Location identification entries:
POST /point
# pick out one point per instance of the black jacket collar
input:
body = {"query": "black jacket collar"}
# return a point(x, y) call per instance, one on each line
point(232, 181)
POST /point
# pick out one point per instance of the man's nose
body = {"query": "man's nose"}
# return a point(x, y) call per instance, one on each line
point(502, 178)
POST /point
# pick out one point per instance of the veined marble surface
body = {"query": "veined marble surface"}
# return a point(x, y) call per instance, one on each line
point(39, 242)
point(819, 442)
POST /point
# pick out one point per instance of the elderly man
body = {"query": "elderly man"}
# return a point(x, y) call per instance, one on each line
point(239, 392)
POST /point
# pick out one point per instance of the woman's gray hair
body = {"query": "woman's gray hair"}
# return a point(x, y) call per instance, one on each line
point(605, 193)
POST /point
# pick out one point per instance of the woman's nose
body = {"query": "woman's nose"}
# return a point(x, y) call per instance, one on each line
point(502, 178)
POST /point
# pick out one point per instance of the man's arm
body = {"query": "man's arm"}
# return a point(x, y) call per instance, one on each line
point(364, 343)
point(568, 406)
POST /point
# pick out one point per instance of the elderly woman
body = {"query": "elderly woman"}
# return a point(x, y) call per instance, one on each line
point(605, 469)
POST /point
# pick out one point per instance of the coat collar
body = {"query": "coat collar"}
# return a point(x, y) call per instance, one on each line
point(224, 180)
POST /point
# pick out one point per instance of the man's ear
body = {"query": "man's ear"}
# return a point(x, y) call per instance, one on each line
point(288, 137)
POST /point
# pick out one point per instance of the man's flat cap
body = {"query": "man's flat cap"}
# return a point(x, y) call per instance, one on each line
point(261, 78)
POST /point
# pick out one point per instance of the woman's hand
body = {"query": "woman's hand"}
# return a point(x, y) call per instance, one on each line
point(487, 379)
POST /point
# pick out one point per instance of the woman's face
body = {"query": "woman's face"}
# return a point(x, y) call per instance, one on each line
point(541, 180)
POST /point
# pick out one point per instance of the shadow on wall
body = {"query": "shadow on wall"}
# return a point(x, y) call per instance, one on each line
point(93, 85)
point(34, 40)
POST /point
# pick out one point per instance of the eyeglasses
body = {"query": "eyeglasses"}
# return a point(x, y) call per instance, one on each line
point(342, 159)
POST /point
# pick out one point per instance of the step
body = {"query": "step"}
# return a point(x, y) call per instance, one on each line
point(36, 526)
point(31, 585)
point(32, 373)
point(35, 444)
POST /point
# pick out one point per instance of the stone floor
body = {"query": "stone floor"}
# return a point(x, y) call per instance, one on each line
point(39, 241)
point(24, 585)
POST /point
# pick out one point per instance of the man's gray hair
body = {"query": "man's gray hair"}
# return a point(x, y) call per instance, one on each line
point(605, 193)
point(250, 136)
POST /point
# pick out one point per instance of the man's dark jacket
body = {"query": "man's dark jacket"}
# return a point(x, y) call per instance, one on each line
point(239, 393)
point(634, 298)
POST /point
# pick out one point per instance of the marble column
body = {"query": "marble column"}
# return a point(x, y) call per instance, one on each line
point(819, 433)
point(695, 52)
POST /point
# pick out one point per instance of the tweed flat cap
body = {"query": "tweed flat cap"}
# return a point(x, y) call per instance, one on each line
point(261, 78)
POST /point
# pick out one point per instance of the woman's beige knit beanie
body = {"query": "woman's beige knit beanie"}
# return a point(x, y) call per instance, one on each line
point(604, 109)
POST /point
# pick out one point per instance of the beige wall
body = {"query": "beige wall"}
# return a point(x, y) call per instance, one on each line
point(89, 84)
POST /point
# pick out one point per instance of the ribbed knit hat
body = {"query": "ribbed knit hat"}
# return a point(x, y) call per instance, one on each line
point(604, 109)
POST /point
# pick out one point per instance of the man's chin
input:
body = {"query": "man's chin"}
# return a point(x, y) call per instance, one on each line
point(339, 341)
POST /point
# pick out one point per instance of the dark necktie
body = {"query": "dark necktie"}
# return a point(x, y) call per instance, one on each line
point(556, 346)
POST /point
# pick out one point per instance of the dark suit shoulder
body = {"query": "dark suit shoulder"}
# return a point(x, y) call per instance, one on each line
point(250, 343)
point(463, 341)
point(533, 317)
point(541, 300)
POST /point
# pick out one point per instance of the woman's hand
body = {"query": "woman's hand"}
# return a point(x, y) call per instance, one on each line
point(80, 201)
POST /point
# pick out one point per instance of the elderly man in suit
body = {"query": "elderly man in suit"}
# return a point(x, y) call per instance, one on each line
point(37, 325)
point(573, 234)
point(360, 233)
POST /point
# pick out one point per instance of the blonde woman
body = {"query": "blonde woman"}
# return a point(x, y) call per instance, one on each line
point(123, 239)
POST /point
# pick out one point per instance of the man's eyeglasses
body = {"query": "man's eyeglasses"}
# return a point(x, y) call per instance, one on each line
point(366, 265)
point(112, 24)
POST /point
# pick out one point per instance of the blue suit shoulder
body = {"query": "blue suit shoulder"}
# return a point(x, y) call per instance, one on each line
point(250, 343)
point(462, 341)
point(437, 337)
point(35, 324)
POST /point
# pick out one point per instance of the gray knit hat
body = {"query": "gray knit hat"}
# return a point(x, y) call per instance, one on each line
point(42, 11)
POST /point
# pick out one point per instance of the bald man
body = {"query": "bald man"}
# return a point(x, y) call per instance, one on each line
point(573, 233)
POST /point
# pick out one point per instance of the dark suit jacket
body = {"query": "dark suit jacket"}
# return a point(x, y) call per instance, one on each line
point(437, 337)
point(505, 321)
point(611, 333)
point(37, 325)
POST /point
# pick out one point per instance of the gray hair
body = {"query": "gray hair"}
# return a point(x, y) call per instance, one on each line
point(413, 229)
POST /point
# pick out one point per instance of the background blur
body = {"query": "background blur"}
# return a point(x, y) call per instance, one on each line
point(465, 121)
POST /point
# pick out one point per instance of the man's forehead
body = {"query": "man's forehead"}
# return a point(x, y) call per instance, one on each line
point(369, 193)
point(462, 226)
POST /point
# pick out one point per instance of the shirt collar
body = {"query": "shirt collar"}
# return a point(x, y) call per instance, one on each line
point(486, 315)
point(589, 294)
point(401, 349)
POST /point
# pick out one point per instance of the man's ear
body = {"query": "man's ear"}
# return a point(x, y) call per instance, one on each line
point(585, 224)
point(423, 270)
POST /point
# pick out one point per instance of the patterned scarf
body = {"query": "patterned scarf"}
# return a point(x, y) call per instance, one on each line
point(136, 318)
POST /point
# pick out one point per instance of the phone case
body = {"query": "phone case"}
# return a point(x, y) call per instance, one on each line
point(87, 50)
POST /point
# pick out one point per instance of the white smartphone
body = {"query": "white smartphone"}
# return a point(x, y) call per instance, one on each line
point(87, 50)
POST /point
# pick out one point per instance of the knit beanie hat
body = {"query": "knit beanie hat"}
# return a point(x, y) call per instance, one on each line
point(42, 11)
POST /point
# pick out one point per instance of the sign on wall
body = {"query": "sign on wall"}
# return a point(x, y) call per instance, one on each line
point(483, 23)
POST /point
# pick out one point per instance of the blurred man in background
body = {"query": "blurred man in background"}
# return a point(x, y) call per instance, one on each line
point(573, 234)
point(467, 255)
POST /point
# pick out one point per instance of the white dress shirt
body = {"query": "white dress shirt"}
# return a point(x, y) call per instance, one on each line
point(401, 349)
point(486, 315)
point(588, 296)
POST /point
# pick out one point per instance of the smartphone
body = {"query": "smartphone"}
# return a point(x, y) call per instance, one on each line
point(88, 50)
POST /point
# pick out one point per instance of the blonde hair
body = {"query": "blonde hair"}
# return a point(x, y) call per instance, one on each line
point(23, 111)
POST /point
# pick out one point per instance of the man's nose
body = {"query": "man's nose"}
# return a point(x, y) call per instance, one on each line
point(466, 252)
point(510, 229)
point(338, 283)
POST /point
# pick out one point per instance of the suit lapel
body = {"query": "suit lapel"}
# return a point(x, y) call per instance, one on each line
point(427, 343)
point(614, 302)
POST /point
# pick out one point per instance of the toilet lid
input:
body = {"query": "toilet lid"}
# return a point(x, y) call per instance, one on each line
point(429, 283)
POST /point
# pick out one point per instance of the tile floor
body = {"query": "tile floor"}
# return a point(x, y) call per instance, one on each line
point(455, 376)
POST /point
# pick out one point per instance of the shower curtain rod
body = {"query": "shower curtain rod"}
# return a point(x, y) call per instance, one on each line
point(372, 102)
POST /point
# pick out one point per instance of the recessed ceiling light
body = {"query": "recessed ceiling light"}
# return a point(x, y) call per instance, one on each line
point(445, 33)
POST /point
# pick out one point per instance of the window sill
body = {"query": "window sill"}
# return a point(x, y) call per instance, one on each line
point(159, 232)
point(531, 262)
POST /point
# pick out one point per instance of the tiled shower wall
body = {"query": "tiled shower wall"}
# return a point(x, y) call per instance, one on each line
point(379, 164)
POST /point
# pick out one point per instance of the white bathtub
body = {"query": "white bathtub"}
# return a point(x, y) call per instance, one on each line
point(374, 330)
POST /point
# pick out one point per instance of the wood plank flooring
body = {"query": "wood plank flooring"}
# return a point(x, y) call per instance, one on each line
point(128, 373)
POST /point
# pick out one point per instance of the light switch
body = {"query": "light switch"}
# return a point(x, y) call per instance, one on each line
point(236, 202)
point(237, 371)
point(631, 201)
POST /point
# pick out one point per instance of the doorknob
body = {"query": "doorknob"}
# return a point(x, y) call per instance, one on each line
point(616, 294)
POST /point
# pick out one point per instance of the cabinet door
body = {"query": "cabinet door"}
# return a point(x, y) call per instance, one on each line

## What to work on
Recast the lines from the first one through the line holding "point(232, 181)", inclusive, as a Markdown table with a Row column for the row number and a Line column for the line. Skip any blank lines.

## Written answer
| Row | Line |
|---|---|
| 1 | POST /point |
| 2 | # pick out one point per instance of the black jacket collar |
| 3 | input: |
| 4 | body = {"query": "black jacket collar"} |
| 5 | # return a point(x, y) call per instance, one on each line |
| 6 | point(232, 181) |